▸ **THE RECORDS**:
--- --- ---

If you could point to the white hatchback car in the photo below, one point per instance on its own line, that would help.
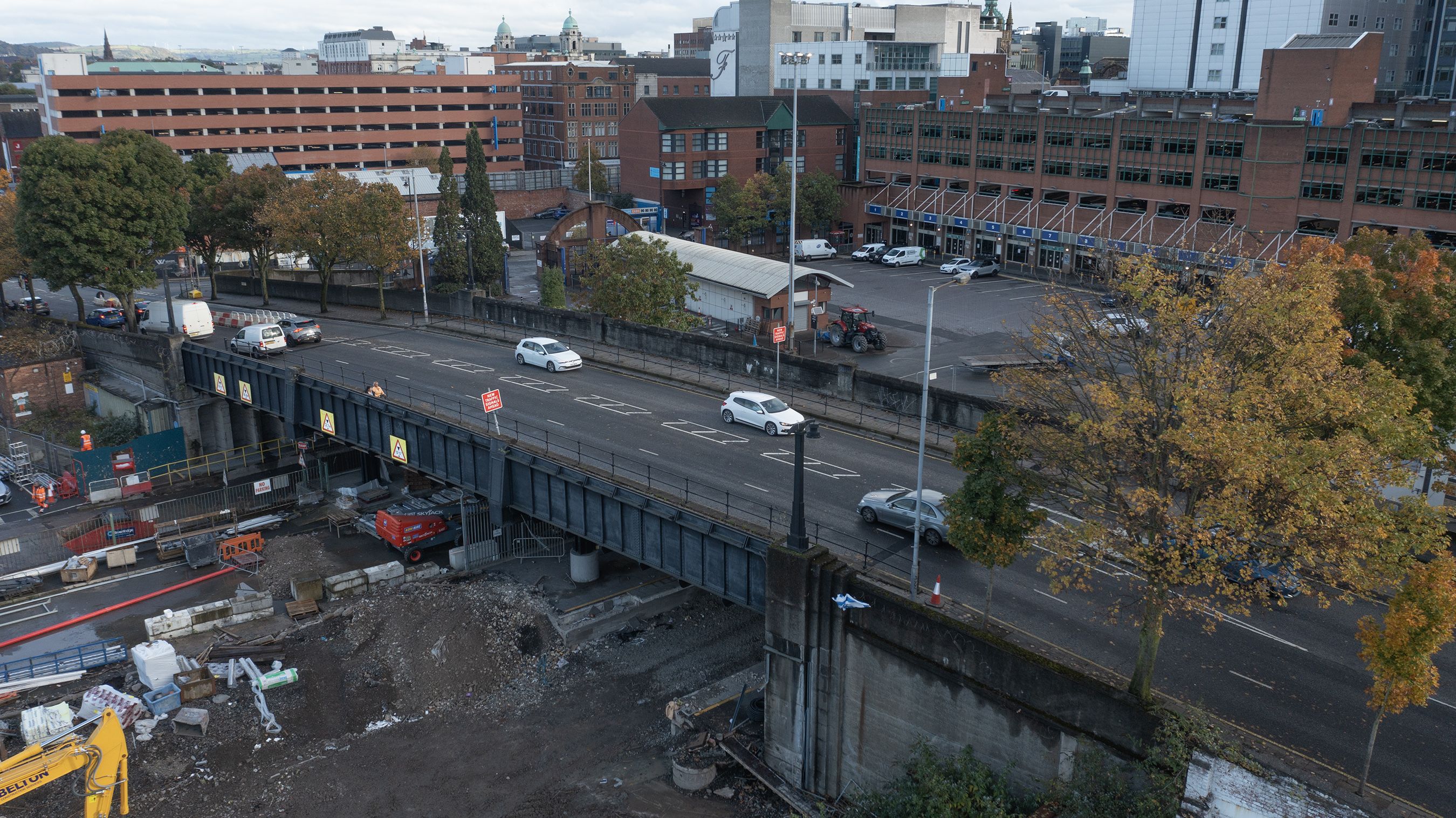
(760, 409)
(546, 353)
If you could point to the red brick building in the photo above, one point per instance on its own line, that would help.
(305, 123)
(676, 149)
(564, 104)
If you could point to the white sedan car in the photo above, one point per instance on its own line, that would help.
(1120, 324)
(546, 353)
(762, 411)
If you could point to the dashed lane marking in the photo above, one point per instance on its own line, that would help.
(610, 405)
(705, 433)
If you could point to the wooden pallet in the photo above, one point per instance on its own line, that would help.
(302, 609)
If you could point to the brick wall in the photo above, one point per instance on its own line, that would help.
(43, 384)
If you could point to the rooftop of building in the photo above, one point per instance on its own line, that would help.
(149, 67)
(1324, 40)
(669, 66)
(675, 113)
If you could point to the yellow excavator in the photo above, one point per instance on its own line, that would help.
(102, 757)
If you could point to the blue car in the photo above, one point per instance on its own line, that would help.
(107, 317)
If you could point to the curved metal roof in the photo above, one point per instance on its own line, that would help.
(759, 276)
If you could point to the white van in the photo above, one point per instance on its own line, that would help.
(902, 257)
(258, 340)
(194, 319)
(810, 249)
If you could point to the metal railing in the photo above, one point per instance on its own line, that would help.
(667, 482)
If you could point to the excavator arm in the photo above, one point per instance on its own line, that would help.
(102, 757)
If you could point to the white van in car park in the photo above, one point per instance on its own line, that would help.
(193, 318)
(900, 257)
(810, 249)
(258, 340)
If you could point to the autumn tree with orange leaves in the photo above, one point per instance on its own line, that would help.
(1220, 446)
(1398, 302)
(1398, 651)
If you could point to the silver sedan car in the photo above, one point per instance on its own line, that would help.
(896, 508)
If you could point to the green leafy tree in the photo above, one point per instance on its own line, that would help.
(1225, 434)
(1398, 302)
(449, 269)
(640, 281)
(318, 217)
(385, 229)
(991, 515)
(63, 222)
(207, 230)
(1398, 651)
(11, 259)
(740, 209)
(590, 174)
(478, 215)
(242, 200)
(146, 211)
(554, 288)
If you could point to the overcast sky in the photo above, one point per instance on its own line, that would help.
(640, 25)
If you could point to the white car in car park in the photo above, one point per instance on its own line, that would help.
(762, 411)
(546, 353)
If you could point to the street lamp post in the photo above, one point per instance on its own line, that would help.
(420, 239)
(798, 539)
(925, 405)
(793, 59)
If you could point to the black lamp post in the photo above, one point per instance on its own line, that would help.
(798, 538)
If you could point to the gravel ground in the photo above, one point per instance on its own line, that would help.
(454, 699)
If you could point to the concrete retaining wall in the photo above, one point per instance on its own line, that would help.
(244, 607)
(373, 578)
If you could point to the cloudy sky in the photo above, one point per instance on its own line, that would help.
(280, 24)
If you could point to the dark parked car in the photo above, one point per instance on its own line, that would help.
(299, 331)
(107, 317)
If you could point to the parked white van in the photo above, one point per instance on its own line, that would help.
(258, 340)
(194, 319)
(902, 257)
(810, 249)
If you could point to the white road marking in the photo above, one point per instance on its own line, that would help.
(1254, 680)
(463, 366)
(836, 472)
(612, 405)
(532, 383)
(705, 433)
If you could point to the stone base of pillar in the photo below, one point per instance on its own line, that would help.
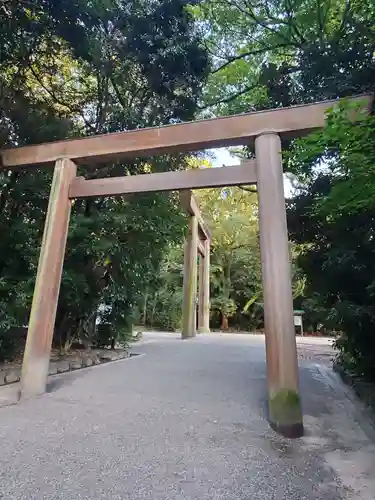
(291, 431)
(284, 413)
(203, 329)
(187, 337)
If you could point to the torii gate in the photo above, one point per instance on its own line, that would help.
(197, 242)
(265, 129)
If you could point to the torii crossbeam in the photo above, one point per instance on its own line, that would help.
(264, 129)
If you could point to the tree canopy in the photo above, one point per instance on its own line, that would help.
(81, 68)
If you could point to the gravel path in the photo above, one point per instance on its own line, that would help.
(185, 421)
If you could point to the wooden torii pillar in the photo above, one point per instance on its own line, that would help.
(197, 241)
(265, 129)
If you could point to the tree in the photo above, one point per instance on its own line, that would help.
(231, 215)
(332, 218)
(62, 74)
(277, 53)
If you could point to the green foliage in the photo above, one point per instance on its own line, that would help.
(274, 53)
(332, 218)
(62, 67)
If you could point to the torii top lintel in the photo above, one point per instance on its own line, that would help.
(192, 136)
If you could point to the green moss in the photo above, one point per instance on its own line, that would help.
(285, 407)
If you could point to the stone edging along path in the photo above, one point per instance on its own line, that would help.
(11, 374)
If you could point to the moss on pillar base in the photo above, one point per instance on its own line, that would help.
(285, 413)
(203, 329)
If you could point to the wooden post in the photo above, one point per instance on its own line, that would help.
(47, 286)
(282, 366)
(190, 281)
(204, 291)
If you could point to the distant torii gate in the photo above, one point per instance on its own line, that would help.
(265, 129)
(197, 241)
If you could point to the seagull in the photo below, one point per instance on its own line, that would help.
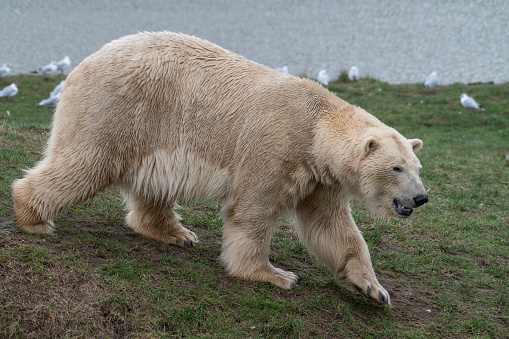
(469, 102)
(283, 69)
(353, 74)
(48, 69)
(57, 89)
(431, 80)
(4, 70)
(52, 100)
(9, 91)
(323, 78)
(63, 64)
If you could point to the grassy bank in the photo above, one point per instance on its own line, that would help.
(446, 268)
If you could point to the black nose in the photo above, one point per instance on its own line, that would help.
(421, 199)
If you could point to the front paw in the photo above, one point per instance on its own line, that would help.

--- --- ---

▸ **EXERCISE REQUIREMENTS**: Write out all the records again with "one point per instance" switched to "one point per item" and everything else left unchanged. Leave the pictures out.

▸ **SOLUTION BELOW**:
If you could point to the white hatchback car in the photo below, one point per item on its own line, that would help.
(760, 409)
(546, 353)
If you could point to the red brick building in the photo above, one point per item on its own line, that would help.
(305, 123)
(676, 149)
(564, 104)
If you could point to the white sedan car in the photo above, one point per item on its own line, that would help.
(1120, 324)
(546, 353)
(762, 411)
If you could point to the dashed lane marking in the photo above, one point per item on its own line, that would help.
(610, 405)
(705, 433)
If you could point to the wooden pallet in the photo above, one point per item on its own line, that would help.
(302, 609)
If you could point to the brick wall in the photo above, one point per item on its own line, that would help.
(43, 384)
If you could point to the rooftop of building in the photo above, one point per item on its own line, that would help.
(149, 67)
(1324, 40)
(669, 66)
(675, 113)
If you could point to the yellow excavator in the photo above, one point per item on its own line, that would help.
(102, 757)
If you could point to the blue car in the photo above, one point per item on its own line, that would help.
(107, 317)
If you could point to the curved metal roof in the photo above, one point per item on its own line, that would help.
(759, 276)
If you could point to the white van in the photo above, one point per item on its own line, that would help.
(902, 257)
(258, 340)
(194, 319)
(810, 249)
If you could point to the metal railing in the photo above, one point per item on its own line, that would help.
(667, 482)
If you could point to the excavator arm in the photo above, one point per item on its own line, that would help.
(102, 757)
If you could point to the white van in car park in the photo above, one point per item on its own line, that would help.
(193, 318)
(900, 257)
(810, 249)
(258, 340)
If you could point to the autumn tree with orange leaves in the photo above, one point per item on its own line, that would help.
(1220, 446)
(1398, 302)
(1398, 651)
If you could point to the silver sedan car in the photo above, one point per item on its own line, that would help.
(896, 508)
If you could point to the green leafy tree in the photo above, one point per item on its own line, that would help.
(1225, 434)
(1398, 302)
(449, 269)
(640, 281)
(318, 217)
(385, 229)
(991, 515)
(63, 222)
(207, 230)
(1398, 651)
(11, 259)
(740, 209)
(590, 174)
(478, 215)
(242, 200)
(146, 211)
(554, 288)
If you could point to the overcast sky in the photo above, one point per item on its own line, that would help.
(640, 25)
If you could point to the white car in car park in the photo above, one point per item on its own line, that would help.
(762, 411)
(546, 353)
If you could point to the street lamp post in the photo above, one point per item on its own line, that would help.
(420, 239)
(798, 539)
(925, 405)
(793, 59)
If you could point to the black lamp post in the photo above, one point per item on its own line, that would help.
(798, 538)
If you could point to the gravel ground in the photo above, one point per item on its own line, that would help.
(454, 699)
If you could point to the concrete retaining wall in the photo above, one point per item on its own line, that would help.
(244, 607)
(373, 578)
If you could point to the cloudy sky in the photo above, one point per item on its own line, that would help.
(280, 24)
If you could point to the dark parked car in the photo above, one point per item on its own line, that would help.
(299, 331)
(107, 317)
If you could point to the parked white van in the photo above, one point per item on its own line, that would help.
(258, 340)
(194, 319)
(902, 257)
(810, 249)
If you could point to the white road marking in the photo above, one point per item on its own line, that would help.
(1254, 680)
(463, 366)
(836, 472)
(612, 405)
(532, 383)
(705, 433)
If you could point to the stone base of pillar in the photo below, one point per item on its own line, that would help.
(291, 431)
(284, 413)
(203, 329)
(187, 337)
If you could point to the torii gate in the photo above, one point per item on its own line, that would help.
(197, 242)
(265, 129)
If you could point to the torii crossbeam in the photo above, one point per item on its own line, that would help.
(264, 129)
If you could point to the tree canopy in the photo above, one point per item on its own line, that would help.
(81, 68)
If you could point to the gravel path in the photo above, one point per item on its own line, that would help.
(185, 421)
If you could point to the wooden torii pillar in the photo above, one point per item on its own line, that would help.
(197, 241)
(265, 129)
If you could point to the tree in the photo above, one point per item on its own line, that would help.
(231, 215)
(332, 218)
(62, 74)
(277, 53)
If you could point to the green foliage in the photo above, one point per item on its own line, that would help.
(274, 53)
(332, 218)
(62, 67)
If you could point to the torii top lintel in the photo above, one point per item on its own line, that would help.
(192, 136)
If you could point to the green moss in the photo above, one point per item on its own line, that would help.
(285, 407)
If you could point to the stone edging along path in the photo above, one point per item on its own line, that would help.
(11, 374)
If you could point to the moss on pillar base in the photo above, one point per item on its own line, that would help.
(285, 413)
(203, 329)
If you could point to the wooden post in the photo above, one point per item on its own line, that would help.
(47, 286)
(282, 366)
(190, 281)
(204, 291)
If you could point to the distant torii gate in the photo above, one point per item on its own line, that would help.
(265, 129)
(197, 241)
If you could point to the seagull in the photo below, one point per item on its own line, that would help.
(469, 102)
(283, 69)
(353, 74)
(48, 69)
(57, 89)
(431, 80)
(4, 70)
(52, 100)
(9, 91)
(323, 78)
(63, 64)
If you could point to the grassy bank in the photo above, one point per item on its own line, that would help.
(446, 268)
If you could point to the black nose in the photo above, one point per item on its own line, that would help.
(421, 199)
If you could point to the front paw in the photo above, one point per item on its own line, that would help.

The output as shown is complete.